#### YOUR INSTRUCTIONS
Work out how many lines below hold the string "brown" and state only that figure.

─── DATA IN THIS EXERCISE

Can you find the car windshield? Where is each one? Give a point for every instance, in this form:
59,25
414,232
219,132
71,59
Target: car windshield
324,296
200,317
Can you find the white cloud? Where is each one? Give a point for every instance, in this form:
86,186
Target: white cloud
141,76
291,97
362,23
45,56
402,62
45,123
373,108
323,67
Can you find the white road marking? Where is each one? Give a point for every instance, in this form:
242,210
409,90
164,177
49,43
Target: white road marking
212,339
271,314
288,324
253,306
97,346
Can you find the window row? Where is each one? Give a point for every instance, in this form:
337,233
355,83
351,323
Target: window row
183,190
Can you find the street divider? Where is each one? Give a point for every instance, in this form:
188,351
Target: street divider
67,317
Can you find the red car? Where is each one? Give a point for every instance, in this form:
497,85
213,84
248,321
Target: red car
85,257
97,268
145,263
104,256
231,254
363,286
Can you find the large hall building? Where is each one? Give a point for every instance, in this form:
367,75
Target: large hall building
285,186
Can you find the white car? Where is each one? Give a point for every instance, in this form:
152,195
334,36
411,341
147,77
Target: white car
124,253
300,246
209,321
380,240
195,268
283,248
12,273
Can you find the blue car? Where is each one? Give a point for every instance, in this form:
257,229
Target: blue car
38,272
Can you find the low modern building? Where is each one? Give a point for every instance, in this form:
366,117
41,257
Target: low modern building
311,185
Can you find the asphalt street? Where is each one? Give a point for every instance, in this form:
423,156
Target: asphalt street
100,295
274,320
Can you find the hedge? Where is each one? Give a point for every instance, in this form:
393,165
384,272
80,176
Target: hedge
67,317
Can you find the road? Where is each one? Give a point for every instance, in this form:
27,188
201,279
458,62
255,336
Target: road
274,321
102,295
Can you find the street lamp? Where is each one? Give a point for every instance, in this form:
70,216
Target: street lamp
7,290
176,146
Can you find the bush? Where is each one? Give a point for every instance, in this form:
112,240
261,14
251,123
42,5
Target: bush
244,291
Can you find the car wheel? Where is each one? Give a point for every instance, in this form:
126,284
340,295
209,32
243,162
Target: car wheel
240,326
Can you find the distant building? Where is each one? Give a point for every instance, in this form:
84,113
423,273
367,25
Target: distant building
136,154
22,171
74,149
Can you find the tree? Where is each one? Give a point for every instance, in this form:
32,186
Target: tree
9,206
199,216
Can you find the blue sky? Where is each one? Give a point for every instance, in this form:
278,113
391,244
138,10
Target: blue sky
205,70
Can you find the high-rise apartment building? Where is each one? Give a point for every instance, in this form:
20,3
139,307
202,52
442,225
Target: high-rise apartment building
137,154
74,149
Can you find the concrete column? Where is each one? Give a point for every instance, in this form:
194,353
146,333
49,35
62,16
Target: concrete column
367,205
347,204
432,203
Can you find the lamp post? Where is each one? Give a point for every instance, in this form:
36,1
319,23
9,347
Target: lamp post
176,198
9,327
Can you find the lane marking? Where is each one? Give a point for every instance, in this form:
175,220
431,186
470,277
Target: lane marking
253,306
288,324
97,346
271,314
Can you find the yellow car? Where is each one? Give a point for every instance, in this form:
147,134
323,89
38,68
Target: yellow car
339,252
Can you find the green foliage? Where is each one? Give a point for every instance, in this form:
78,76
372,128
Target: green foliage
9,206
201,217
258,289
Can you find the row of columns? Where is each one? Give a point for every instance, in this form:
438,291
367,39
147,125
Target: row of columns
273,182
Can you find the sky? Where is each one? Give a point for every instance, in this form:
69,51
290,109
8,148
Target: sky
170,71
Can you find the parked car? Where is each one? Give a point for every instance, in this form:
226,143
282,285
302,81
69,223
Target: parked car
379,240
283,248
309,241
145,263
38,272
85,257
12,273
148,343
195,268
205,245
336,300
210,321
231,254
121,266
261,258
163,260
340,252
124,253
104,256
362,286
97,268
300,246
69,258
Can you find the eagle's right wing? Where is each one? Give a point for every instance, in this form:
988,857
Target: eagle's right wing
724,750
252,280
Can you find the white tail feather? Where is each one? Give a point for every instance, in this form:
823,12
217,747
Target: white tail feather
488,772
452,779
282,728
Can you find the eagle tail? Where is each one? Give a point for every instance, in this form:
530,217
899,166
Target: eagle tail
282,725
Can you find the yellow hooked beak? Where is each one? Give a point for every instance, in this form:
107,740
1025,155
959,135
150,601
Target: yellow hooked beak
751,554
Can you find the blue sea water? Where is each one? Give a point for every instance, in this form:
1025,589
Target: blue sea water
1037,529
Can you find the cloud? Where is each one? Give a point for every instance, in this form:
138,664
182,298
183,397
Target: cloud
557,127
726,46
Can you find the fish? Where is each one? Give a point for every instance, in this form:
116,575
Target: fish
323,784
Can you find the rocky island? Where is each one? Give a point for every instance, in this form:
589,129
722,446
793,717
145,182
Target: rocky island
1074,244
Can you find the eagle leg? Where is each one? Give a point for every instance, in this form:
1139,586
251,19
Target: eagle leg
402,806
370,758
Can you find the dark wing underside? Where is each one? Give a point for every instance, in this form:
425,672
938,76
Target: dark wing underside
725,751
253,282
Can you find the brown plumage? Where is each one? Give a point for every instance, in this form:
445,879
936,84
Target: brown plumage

──────

#### FINAL ANSWER
2